:: Directions ::
Recast every line of the records below as a JSON list of strings, one string per line, skipping blank lines. Leave the pictures out.

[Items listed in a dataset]
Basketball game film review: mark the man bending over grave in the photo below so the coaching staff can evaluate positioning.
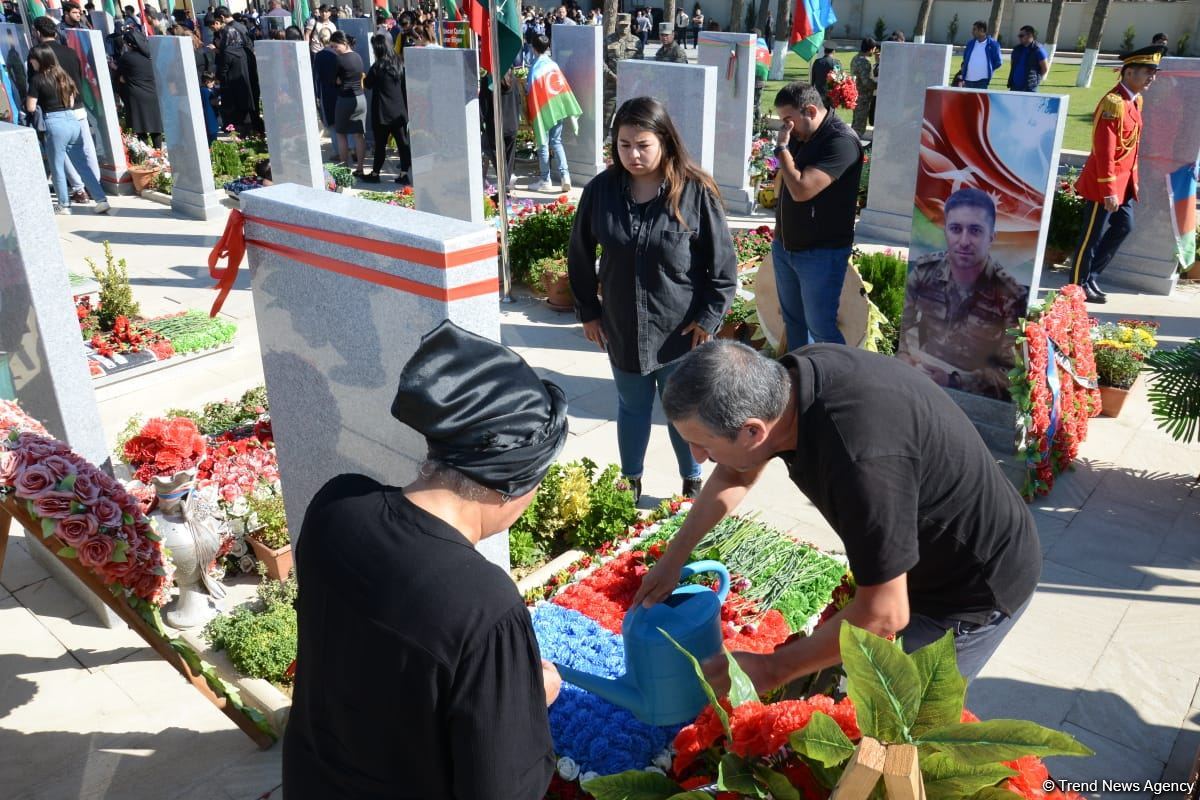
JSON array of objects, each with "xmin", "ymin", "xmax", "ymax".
[
  {"xmin": 283, "ymin": 321, "xmax": 566, "ymax": 800},
  {"xmin": 634, "ymin": 339, "xmax": 1042, "ymax": 692},
  {"xmin": 898, "ymin": 188, "xmax": 1028, "ymax": 401}
]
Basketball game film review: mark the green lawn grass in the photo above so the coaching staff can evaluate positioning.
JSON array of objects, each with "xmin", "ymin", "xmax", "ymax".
[{"xmin": 762, "ymin": 53, "xmax": 1117, "ymax": 152}]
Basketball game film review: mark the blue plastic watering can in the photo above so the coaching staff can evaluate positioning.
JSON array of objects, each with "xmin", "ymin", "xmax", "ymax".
[{"xmin": 554, "ymin": 561, "xmax": 730, "ymax": 726}]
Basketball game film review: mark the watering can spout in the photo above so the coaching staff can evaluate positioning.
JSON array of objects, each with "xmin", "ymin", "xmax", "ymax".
[{"xmin": 554, "ymin": 664, "xmax": 642, "ymax": 710}]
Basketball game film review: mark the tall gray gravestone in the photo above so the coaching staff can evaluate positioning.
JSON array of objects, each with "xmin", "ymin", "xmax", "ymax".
[
  {"xmin": 854, "ymin": 42, "xmax": 952, "ymax": 246},
  {"xmin": 698, "ymin": 31, "xmax": 756, "ymax": 213},
  {"xmin": 337, "ymin": 17, "xmax": 374, "ymax": 145},
  {"xmin": 150, "ymin": 36, "xmax": 224, "ymax": 219},
  {"xmin": 62, "ymin": 29, "xmax": 130, "ymax": 194},
  {"xmin": 1100, "ymin": 58, "xmax": 1200, "ymax": 294},
  {"xmin": 617, "ymin": 60, "xmax": 724, "ymax": 174},
  {"xmin": 404, "ymin": 47, "xmax": 484, "ymax": 223},
  {"xmin": 254, "ymin": 40, "xmax": 325, "ymax": 190},
  {"xmin": 241, "ymin": 185, "xmax": 509, "ymax": 570},
  {"xmin": 0, "ymin": 122, "xmax": 120, "ymax": 627},
  {"xmin": 551, "ymin": 25, "xmax": 605, "ymax": 182}
]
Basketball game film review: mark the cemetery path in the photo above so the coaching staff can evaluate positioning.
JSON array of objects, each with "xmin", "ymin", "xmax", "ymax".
[{"xmin": 0, "ymin": 190, "xmax": 1200, "ymax": 800}]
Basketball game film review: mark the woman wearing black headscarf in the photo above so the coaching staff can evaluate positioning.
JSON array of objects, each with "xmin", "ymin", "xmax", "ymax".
[
  {"xmin": 116, "ymin": 28, "xmax": 162, "ymax": 148},
  {"xmin": 283, "ymin": 321, "xmax": 566, "ymax": 800}
]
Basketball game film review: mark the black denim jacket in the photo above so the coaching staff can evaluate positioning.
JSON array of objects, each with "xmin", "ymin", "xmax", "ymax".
[{"xmin": 568, "ymin": 169, "xmax": 738, "ymax": 375}]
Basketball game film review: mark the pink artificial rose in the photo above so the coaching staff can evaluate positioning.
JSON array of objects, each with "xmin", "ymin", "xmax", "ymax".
[
  {"xmin": 72, "ymin": 470, "xmax": 100, "ymax": 507},
  {"xmin": 77, "ymin": 534, "xmax": 116, "ymax": 570},
  {"xmin": 34, "ymin": 492, "xmax": 74, "ymax": 519},
  {"xmin": 91, "ymin": 498, "xmax": 122, "ymax": 528},
  {"xmin": 42, "ymin": 456, "xmax": 74, "ymax": 481},
  {"xmin": 13, "ymin": 464, "xmax": 58, "ymax": 500},
  {"xmin": 54, "ymin": 513, "xmax": 100, "ymax": 549}
]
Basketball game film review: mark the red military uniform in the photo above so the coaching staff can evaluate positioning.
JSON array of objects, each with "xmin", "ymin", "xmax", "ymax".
[{"xmin": 1075, "ymin": 84, "xmax": 1141, "ymax": 203}]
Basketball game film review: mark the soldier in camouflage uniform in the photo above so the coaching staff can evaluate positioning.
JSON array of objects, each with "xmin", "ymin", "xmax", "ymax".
[
  {"xmin": 850, "ymin": 36, "xmax": 880, "ymax": 139},
  {"xmin": 654, "ymin": 23, "xmax": 688, "ymax": 64},
  {"xmin": 899, "ymin": 188, "xmax": 1028, "ymax": 401},
  {"xmin": 604, "ymin": 14, "xmax": 642, "ymax": 133}
]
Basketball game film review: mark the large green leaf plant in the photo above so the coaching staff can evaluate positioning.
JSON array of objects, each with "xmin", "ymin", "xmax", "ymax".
[{"xmin": 583, "ymin": 621, "xmax": 1092, "ymax": 800}]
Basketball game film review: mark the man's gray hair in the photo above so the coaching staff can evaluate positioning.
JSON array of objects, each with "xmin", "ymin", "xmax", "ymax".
[{"xmin": 662, "ymin": 339, "xmax": 791, "ymax": 439}]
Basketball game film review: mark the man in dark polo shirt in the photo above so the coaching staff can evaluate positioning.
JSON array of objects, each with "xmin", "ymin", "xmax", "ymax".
[
  {"xmin": 635, "ymin": 339, "xmax": 1042, "ymax": 691},
  {"xmin": 770, "ymin": 82, "xmax": 863, "ymax": 348}
]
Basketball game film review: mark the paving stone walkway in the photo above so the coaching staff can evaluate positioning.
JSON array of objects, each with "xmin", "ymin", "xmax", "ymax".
[{"xmin": 0, "ymin": 190, "xmax": 1200, "ymax": 800}]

:: Full output ::
[
  "Basketball game film review: mark the man bending over grave in the photo below so the coaching staff can evaluate positioning.",
  "JSON array of objects, each with \"xmin\", \"ymin\", \"xmax\", \"ymax\".",
  "[",
  "  {\"xmin\": 283, \"ymin\": 321, \"xmax\": 566, \"ymax\": 800},",
  "  {\"xmin\": 634, \"ymin\": 339, \"xmax\": 1042, \"ymax\": 692},",
  "  {\"xmin\": 898, \"ymin\": 188, \"xmax\": 1028, \"ymax\": 401}",
  "]",
  "Basketball game film review: mark the green lawn grass in the photo above so the coaching staff can evaluate positioning.",
  "JSON array of objects, each with \"xmin\", \"ymin\", \"xmax\", \"ymax\".",
  "[{\"xmin\": 762, \"ymin\": 53, \"xmax\": 1117, \"ymax\": 152}]",
  "Basketball game film review: mark the blue plastic watering can in the photo above so the coaching staff can evaluate positioning.",
  "JSON array of objects, each with \"xmin\", \"ymin\", \"xmax\", \"ymax\".",
  "[{\"xmin\": 554, \"ymin\": 561, \"xmax\": 730, \"ymax\": 726}]",
  "Basketball game film review: mark the watering can spout in the photo above so the coaching staff can evaluate positioning.",
  "JSON array of objects, each with \"xmin\", \"ymin\", \"xmax\", \"ymax\".",
  "[{\"xmin\": 554, \"ymin\": 664, \"xmax\": 642, \"ymax\": 710}]",
  "Basketball game film review: mark the tall gray gravestone in the photo above so the coaching staff can evaluate positioning.",
  "JSON array of objects, each with \"xmin\", \"ymin\", \"xmax\", \"ymax\".",
  "[",
  "  {\"xmin\": 854, \"ymin\": 42, \"xmax\": 952, \"ymax\": 246},",
  "  {\"xmin\": 698, \"ymin\": 31, \"xmax\": 756, \"ymax\": 213},",
  "  {\"xmin\": 337, \"ymin\": 17, \"xmax\": 374, \"ymax\": 145},",
  "  {\"xmin\": 150, \"ymin\": 36, \"xmax\": 224, \"ymax\": 219},",
  "  {\"xmin\": 62, \"ymin\": 29, \"xmax\": 130, \"ymax\": 194},",
  "  {\"xmin\": 1100, \"ymin\": 58, \"xmax\": 1200, \"ymax\": 294},",
  "  {\"xmin\": 617, \"ymin\": 60, \"xmax\": 724, \"ymax\": 174},",
  "  {\"xmin\": 404, \"ymin\": 47, \"xmax\": 484, \"ymax\": 223},",
  "  {\"xmin\": 254, \"ymin\": 40, \"xmax\": 325, \"ymax\": 190},",
  "  {\"xmin\": 241, \"ymin\": 185, \"xmax\": 509, \"ymax\": 570},",
  "  {\"xmin\": 0, \"ymin\": 122, \"xmax\": 120, \"ymax\": 627},",
  "  {\"xmin\": 551, \"ymin\": 25, \"xmax\": 605, \"ymax\": 182}",
  "]",
  "Basketball game film review: mark the cemetery path in the photo above so the coaching staff can evaluate positioning.",
  "JSON array of objects, each with \"xmin\", \"ymin\", \"xmax\", \"ymax\".",
  "[{\"xmin\": 0, \"ymin\": 190, \"xmax\": 1200, \"ymax\": 800}]",
  "Basketball game film review: mark the woman wearing black headscarf in the photo above so the coaching staff can evaluate positioning.",
  "JSON array of objects, each with \"xmin\", \"ymin\", \"xmax\", \"ymax\".",
  "[",
  "  {\"xmin\": 116, \"ymin\": 28, \"xmax\": 162, \"ymax\": 148},",
  "  {\"xmin\": 283, \"ymin\": 321, \"xmax\": 566, \"ymax\": 800}",
  "]",
  "Basketball game film review: mark the black denim jacket in the photo above so the coaching staff can evaluate positioning.",
  "JSON array of objects, each with \"xmin\", \"ymin\", \"xmax\", \"ymax\".",
  "[{\"xmin\": 568, \"ymin\": 169, \"xmax\": 738, \"ymax\": 375}]",
  "Basketball game film review: mark the pink artificial rose in the photo above so the coaching staff can evaluate positioning.",
  "JSON array of objects, each with \"xmin\", \"ymin\", \"xmax\", \"ymax\".",
  "[",
  "  {\"xmin\": 72, \"ymin\": 470, \"xmax\": 100, \"ymax\": 507},",
  "  {\"xmin\": 77, \"ymin\": 534, \"xmax\": 116, \"ymax\": 570},",
  "  {\"xmin\": 34, \"ymin\": 492, \"xmax\": 74, \"ymax\": 519},",
  "  {\"xmin\": 91, \"ymin\": 498, \"xmax\": 122, \"ymax\": 528},",
  "  {\"xmin\": 42, \"ymin\": 456, \"xmax\": 74, \"ymax\": 481},",
  "  {\"xmin\": 13, \"ymin\": 464, \"xmax\": 58, \"ymax\": 500},",
  "  {\"xmin\": 54, \"ymin\": 513, \"xmax\": 100, \"ymax\": 549}",
  "]",
  "Basketball game film review: mark the red military uniform in the photo above so the coaching staff can evaluate positioning.",
  "JSON array of objects, each with \"xmin\", \"ymin\", \"xmax\", \"ymax\".",
  "[{\"xmin\": 1075, \"ymin\": 84, \"xmax\": 1141, \"ymax\": 203}]",
  "Basketball game film review: mark the soldier in camouflage uniform in the photo above so the coaching staff can evaluate positioning.",
  "JSON array of objects, each with \"xmin\", \"ymin\", \"xmax\", \"ymax\".",
  "[",
  "  {\"xmin\": 850, \"ymin\": 36, \"xmax\": 880, \"ymax\": 139},",
  "  {\"xmin\": 654, \"ymin\": 23, \"xmax\": 688, \"ymax\": 64},",
  "  {\"xmin\": 899, \"ymin\": 188, \"xmax\": 1028, \"ymax\": 401},",
  "  {\"xmin\": 604, \"ymin\": 14, \"xmax\": 642, \"ymax\": 133}",
  "]",
  "Basketball game film review: mark the large green leaf plant in the photo above so the coaching staff can evaluate positioning.",
  "JSON array of objects, each with \"xmin\", \"ymin\", \"xmax\", \"ymax\".",
  "[{\"xmin\": 583, \"ymin\": 621, \"xmax\": 1092, \"ymax\": 800}]",
  "Basketball game film review: mark the man's gray hair in the photo above so the coaching staff can evaluate positioning.",
  "JSON array of objects, each with \"xmin\", \"ymin\", \"xmax\", \"ymax\".",
  "[{\"xmin\": 662, \"ymin\": 339, \"xmax\": 791, \"ymax\": 439}]",
  "Basketball game film review: mark the man in dark polo shirt in the photo above so the coaching staff can evaluate positioning.",
  "JSON array of objects, each with \"xmin\", \"ymin\", \"xmax\", \"ymax\".",
  "[",
  "  {\"xmin\": 635, \"ymin\": 339, \"xmax\": 1042, \"ymax\": 691},",
  "  {\"xmin\": 770, \"ymin\": 82, \"xmax\": 863, \"ymax\": 348}",
  "]",
  "Basketball game film review: mark the paving stone walkway in the photo above so the coaching staff can evaluate positioning.",
  "JSON array of objects, each with \"xmin\", \"ymin\", \"xmax\", \"ymax\".",
  "[{\"xmin\": 0, \"ymin\": 190, \"xmax\": 1200, \"ymax\": 800}]"
]